> **Text excerpt**:
:::::
I have this same bug on a Dell Inspiron 530, also with an Intel 82562V-2 NIC. I am running a Mandriva 1010.0, with a 2.6.31 kernel, so 2.6.31 still has this bug apparently. details at : https://qa.mandriva.com/show_bug.cgi?id=43493 I have a Ruby Tech 8 port 10/100 switch, a straight throw cable, and no other switch to test with at the moment. Best regards, Dominique
I switched to a netgear GS-108T, and there is no more problem. For Dominique : I ran a few months with dave's patch applied on my debian kernel, it worked weel.
bug #14737 may be related But I'm not sure.
Created attachment 24749 [details] proposed parameter to control mdi-x This is a proposed patch to allow the user to override MDI-X behavior at module load time. patch is against 2.6.33-rc5, please test with your funny switch(es). <apply patch> make M=drivers/net/e1000e insmod drivers/net/e1000e/e1000e.ko mdix=1,1 this will force MDI (straight through) mode on the phy, value of 2 forces MDI-X mode.
:::::
> **Stored records**:
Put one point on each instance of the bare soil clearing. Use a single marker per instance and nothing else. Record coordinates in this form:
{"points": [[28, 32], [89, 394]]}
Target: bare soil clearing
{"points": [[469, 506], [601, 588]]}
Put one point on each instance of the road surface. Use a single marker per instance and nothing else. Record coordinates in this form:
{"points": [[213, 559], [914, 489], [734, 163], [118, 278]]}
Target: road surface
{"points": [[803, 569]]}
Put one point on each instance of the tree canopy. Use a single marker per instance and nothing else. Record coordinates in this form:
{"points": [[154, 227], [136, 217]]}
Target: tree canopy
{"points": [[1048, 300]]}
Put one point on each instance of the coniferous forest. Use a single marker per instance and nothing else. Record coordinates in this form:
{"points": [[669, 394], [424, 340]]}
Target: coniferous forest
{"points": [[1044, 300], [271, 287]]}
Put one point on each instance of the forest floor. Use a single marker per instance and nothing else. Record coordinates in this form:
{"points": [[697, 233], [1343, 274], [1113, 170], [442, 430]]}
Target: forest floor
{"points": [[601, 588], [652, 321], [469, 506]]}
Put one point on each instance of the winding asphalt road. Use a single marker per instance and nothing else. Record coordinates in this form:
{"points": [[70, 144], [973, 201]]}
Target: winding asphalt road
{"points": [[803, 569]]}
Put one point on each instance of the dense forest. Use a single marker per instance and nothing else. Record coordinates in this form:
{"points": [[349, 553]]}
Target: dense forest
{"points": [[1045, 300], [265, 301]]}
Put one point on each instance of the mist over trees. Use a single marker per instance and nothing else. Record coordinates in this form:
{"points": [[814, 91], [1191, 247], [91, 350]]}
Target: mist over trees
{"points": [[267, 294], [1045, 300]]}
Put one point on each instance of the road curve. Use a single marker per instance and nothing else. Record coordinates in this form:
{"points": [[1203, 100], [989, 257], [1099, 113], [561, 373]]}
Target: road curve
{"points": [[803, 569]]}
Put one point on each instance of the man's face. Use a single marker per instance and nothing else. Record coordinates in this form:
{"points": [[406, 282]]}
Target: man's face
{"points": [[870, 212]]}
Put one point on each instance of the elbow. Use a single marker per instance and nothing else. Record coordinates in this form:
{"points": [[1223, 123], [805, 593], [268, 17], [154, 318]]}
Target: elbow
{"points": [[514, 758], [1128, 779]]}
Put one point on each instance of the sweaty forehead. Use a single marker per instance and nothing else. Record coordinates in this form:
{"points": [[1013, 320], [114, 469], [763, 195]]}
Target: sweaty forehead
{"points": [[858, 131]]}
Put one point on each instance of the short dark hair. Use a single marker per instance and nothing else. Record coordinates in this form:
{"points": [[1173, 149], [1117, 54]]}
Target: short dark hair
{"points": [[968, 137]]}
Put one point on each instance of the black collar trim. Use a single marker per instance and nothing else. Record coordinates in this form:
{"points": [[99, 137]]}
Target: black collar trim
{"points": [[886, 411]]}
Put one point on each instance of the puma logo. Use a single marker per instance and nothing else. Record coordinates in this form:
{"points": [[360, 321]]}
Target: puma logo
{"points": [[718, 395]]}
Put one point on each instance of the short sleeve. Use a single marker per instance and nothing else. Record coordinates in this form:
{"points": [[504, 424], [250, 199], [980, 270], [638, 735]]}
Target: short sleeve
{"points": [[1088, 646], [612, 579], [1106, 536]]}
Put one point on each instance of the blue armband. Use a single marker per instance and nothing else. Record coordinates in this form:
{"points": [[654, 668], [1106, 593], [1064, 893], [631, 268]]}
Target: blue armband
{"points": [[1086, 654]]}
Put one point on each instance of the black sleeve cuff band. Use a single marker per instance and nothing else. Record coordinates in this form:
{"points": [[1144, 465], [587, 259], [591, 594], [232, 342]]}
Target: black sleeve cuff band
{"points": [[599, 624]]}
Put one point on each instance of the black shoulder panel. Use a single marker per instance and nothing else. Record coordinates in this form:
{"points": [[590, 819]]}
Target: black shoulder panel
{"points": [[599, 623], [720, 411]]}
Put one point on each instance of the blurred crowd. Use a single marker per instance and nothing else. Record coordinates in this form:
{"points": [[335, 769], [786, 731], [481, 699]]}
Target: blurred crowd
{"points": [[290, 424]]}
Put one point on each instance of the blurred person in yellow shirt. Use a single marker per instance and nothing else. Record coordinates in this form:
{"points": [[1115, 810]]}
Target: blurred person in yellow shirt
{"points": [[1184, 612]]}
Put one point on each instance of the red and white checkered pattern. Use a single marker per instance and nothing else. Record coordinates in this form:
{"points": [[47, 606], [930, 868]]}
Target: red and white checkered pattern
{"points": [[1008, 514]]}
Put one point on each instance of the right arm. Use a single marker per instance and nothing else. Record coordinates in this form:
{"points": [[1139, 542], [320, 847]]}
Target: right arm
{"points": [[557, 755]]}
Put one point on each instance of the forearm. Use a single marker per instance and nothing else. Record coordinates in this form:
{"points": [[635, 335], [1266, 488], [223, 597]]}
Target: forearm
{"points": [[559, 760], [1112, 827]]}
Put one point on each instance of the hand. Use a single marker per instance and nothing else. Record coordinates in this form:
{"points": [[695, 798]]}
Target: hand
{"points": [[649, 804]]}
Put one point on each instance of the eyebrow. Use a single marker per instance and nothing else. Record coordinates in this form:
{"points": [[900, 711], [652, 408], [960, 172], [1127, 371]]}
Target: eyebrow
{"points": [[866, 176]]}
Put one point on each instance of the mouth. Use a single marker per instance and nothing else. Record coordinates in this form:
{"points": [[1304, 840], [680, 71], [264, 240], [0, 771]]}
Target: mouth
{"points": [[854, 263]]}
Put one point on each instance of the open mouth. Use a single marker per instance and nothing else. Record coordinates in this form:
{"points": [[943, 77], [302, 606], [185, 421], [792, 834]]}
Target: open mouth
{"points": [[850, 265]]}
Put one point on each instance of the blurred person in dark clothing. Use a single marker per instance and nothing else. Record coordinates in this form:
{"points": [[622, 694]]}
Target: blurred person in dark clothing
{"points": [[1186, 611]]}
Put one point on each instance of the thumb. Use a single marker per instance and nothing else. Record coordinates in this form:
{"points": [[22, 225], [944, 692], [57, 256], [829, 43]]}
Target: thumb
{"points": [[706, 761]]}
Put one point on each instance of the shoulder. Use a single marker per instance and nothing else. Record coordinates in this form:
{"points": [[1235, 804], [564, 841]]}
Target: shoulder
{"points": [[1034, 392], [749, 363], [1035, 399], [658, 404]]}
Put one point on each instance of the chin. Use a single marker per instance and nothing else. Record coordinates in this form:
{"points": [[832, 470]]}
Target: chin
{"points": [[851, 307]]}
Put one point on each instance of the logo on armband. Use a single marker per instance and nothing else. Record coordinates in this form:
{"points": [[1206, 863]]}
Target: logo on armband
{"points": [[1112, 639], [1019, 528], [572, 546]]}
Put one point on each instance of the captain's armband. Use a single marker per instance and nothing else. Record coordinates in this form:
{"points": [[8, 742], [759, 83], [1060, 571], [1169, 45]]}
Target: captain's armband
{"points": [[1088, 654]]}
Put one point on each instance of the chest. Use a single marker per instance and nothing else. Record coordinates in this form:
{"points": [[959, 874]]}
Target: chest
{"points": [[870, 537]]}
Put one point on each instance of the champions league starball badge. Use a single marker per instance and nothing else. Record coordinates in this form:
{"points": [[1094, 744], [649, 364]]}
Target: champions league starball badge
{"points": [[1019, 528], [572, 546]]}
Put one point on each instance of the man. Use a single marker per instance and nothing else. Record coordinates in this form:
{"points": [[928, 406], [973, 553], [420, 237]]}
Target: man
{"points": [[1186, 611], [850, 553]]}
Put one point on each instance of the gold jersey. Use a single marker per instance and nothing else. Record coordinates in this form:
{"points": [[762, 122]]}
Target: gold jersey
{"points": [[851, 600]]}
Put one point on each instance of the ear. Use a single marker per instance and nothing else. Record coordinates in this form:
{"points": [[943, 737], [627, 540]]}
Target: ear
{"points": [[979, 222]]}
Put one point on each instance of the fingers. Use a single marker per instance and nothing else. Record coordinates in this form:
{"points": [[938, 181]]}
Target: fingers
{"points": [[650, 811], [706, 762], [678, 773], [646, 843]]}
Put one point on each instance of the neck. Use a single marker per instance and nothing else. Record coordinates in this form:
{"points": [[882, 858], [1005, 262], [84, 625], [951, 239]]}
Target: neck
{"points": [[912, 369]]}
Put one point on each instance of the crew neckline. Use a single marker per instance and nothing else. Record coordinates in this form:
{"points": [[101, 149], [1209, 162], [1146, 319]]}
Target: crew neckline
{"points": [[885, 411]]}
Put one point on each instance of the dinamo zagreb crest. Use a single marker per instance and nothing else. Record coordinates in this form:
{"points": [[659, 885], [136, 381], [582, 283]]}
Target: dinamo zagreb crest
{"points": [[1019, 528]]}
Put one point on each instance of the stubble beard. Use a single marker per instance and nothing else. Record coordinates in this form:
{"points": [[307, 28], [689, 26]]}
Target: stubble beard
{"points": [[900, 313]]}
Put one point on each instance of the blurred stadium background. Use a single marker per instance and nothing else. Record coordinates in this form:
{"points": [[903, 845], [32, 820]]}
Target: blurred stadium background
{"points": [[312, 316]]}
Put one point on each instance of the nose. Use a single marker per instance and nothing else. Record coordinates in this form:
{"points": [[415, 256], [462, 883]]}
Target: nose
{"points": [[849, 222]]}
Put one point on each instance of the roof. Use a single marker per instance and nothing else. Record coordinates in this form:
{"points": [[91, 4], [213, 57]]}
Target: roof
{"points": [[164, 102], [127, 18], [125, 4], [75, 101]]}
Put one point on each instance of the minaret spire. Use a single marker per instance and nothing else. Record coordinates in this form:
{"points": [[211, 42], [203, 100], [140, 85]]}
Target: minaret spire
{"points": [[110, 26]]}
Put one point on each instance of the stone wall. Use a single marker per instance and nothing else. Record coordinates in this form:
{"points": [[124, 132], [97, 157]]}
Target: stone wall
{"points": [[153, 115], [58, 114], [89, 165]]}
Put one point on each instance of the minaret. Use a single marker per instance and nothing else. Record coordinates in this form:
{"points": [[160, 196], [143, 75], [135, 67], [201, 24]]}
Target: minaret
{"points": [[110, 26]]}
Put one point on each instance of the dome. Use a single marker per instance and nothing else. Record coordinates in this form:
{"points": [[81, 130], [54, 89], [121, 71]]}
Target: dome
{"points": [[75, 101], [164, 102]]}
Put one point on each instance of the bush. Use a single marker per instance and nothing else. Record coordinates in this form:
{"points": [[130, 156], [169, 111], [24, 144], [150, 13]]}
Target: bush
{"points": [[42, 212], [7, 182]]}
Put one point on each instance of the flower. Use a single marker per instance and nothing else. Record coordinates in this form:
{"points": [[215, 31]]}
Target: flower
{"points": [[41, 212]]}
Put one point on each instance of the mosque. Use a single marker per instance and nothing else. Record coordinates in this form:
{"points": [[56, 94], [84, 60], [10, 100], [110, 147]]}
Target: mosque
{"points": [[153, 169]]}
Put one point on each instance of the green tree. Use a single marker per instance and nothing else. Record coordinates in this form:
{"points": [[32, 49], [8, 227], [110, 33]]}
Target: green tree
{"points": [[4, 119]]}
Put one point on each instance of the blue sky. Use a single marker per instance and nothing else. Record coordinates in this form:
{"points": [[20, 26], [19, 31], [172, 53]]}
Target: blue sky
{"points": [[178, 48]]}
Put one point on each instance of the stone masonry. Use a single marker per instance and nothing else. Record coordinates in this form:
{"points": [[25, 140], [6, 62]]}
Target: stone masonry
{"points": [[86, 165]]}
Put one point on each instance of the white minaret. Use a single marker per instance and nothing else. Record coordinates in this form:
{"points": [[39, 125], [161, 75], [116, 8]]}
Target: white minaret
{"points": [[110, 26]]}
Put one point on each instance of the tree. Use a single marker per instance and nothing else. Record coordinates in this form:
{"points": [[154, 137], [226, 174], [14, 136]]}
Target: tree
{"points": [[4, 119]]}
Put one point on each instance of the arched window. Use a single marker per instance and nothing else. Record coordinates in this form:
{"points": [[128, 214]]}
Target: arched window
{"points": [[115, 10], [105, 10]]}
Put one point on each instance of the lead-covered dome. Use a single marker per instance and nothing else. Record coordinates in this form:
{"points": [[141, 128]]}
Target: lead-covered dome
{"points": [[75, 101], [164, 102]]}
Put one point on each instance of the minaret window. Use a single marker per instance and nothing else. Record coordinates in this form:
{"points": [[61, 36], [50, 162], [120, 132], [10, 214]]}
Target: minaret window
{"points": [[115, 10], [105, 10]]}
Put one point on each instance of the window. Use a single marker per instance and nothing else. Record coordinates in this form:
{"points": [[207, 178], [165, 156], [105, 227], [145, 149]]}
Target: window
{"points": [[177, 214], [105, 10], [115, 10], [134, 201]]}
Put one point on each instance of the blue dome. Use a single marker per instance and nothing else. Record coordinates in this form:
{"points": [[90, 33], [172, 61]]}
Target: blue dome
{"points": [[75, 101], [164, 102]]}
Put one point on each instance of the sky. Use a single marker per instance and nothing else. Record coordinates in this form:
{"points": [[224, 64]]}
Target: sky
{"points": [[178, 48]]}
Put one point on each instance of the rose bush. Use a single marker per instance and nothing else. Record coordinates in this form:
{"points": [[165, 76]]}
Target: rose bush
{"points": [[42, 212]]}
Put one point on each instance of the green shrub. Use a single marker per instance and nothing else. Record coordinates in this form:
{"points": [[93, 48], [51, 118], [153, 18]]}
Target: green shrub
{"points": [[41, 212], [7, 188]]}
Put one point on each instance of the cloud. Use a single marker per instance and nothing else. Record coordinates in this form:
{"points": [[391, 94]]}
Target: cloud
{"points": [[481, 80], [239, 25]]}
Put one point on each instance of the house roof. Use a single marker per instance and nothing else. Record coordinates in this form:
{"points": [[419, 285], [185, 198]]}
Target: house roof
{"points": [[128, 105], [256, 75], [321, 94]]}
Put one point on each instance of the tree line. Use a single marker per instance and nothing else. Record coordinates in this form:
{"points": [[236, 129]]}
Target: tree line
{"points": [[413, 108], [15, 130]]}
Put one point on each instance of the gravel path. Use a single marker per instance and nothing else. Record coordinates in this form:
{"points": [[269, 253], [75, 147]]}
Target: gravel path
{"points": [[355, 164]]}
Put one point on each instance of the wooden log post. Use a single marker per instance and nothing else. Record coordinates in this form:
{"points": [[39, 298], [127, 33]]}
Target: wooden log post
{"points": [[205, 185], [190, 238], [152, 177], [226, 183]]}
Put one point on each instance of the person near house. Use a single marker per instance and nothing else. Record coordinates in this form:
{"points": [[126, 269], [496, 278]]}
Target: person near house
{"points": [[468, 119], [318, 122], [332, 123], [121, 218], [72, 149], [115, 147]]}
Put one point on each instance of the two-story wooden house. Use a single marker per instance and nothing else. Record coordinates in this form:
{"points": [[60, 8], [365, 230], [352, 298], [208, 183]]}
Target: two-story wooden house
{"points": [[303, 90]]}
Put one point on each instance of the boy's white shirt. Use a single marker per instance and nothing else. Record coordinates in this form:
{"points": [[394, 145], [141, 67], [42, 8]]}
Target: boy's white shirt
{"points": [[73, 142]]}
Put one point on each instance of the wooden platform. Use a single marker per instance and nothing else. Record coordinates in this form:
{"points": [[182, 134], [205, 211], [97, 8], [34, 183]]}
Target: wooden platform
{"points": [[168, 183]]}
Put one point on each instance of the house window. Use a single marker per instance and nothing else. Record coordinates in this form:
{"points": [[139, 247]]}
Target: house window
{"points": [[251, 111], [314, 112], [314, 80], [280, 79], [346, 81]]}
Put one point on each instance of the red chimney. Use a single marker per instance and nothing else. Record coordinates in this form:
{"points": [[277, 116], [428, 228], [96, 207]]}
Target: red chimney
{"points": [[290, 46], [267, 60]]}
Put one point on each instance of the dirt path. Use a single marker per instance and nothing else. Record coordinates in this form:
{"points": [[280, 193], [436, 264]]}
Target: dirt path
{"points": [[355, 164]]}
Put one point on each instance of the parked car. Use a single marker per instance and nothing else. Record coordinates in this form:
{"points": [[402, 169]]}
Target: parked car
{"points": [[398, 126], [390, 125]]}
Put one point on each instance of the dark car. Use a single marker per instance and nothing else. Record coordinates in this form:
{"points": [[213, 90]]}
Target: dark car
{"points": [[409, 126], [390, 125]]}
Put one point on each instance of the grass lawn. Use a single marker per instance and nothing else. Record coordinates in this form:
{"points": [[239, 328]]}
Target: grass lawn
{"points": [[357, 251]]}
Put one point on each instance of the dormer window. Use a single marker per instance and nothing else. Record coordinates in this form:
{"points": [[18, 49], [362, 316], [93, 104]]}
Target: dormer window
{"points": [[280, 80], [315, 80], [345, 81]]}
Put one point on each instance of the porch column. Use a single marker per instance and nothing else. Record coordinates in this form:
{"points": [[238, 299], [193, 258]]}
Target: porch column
:::::
> **Task to complete**:
Answer these questions about the network bug thread:
1. Which NIC is in the Dell Inspiron 530?
2. Which switch made the problem go away?
3. What mdix value forces MDI-X mode in the proposed patch?
The lines have nothing to do with the network bug thread.

> **Answer in full**:
1. An Intel 82562V-2.
2. A netgear GS-108T.
3. A value of 2.